#### [Direction]
Return every record verbatim.

[Named-object pointing records]

════════════════

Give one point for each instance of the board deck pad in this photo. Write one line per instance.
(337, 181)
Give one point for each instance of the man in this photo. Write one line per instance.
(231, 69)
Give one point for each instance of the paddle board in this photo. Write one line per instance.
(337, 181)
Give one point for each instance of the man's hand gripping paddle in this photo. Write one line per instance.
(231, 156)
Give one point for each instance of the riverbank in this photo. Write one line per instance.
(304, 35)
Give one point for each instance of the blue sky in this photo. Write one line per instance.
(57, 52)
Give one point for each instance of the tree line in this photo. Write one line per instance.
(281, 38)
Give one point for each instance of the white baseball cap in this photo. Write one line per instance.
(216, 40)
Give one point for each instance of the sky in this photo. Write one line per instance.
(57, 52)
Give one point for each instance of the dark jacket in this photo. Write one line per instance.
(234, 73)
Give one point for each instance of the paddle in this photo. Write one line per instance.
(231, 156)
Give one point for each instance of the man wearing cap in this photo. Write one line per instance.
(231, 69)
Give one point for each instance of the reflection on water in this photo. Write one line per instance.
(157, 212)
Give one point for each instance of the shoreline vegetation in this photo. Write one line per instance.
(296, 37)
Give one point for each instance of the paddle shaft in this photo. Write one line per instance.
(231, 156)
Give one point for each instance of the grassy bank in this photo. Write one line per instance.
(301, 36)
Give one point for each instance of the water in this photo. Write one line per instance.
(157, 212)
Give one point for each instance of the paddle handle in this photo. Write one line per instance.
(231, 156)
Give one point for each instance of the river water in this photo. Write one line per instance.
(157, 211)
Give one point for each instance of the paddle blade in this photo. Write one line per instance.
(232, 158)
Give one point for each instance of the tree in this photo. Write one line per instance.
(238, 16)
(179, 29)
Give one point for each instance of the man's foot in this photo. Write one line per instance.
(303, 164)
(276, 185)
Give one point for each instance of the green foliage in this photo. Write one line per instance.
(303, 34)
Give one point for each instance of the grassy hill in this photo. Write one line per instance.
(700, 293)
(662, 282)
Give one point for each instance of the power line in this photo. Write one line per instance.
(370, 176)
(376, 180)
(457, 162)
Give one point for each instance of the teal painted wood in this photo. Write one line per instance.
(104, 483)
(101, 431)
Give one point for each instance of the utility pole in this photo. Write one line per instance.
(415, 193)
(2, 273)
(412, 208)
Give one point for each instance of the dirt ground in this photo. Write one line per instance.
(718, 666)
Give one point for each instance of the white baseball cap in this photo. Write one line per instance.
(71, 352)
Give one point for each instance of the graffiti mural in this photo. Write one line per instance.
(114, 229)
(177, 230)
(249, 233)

════════════════

#### [Correct output]
Give one point for each instance of the board deck pad in this photo. Write one line per instance.
(337, 181)
Give one point for each instance of the man in this photo. Write one line per instance.
(231, 69)
Give one point for each instance of the paddle board in this photo. Write one line per instance.
(337, 181)
Give one point for each instance of the man's hand gripping paddle in this photo. Write one line per instance.
(231, 156)
Give one point for each instance of the riverbank in this photo. Write one line per instance.
(304, 35)
Give one point for each instance of the blue sky in this photo. Write one line per instance.
(57, 52)
Give one point for each instance of the tree line in this photo. Write one line per instance.
(281, 38)
Give one point for each instance of the white baseball cap in this photo. Write one line per instance.
(216, 40)
Give one point for each instance of the sky in this photo. Write one line per instance.
(57, 52)
Give one point for each instance of the dark jacket in this photo. Write one line per instance.
(234, 73)
Give one point for each instance of the paddle in this photo. Write one line per instance.
(231, 156)
Give one point for each instance of the man wearing cap in this photo. Write one line per instance.
(231, 69)
Give one point for each instance of the reflection on water in this photo. Write one line per instance.
(157, 212)
Give one point for each instance of the shoreline vegetation in this photo. Write one line per instance.
(296, 37)
Give one point for each instance of the paddle shaft in this photo. Write one line per instance.
(231, 156)
Give one point for each instance of the grassy bank in this photo. Write one line per instance.
(301, 36)
Give one point for each instance of the water in this photo. Write one line per instance.
(157, 212)
Give one point for each instance of the paddle handle in this photo. Write one line per instance.
(231, 156)
Give one point for each instance of the river water in this photo. Write one line per instance.
(157, 211)
Give one point for each instance of the paddle blade in this photo. Write one line per instance.
(232, 158)
Give one point for each instance of the tree in this photo. Write one line per instance.
(238, 16)
(179, 29)
Give one point for each instance of the man's foot in this photo. Write one line per instance.
(303, 164)
(276, 185)
Give one point for each instance of the green foliage in this photo. Write one line per instance.
(303, 34)
Give one point for each instance of the grassy hill in this photo. Write one line per instance.
(700, 293)
(662, 282)
Give one point for each instance of the power line in this photo. Write one line per instance.
(370, 176)
(376, 180)
(457, 162)
Give one point for each instance of the teal painted wood in this photo. Write one line per instance.
(104, 483)
(101, 431)
Give one point for each instance of the utility pole in this photo. Write one line per instance.
(415, 193)
(2, 273)
(412, 208)
Give one point for each instance of the dirt ground in this photo. Write one line per instance.
(718, 666)
Give one point for each instance of the white baseball cap in this photo. Write one line per instance.
(71, 352)
Give one point for each instance of the graffiti mural in this photo. Write one line per instance.
(114, 229)
(177, 230)
(249, 233)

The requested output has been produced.